**Written task**
Could you write out the records below again with every "object" replaced by "item" and nothing else changed?

====== Information shown ======

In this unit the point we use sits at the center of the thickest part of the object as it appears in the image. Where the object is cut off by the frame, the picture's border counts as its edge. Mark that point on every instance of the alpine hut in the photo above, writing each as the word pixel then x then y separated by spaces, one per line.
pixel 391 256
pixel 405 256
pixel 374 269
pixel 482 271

======

**Solution for this problem**
In this unit the point we use sits at the center of the thickest part of the item as it appears in the image. Where the item is cut off by the frame, the picture's border counts as its edge. Mark that point on every instance of the alpine hut in the photo above, writing each as the word pixel then x then y separated by spaces, one per line.
pixel 391 256
pixel 405 256
pixel 374 269
pixel 482 271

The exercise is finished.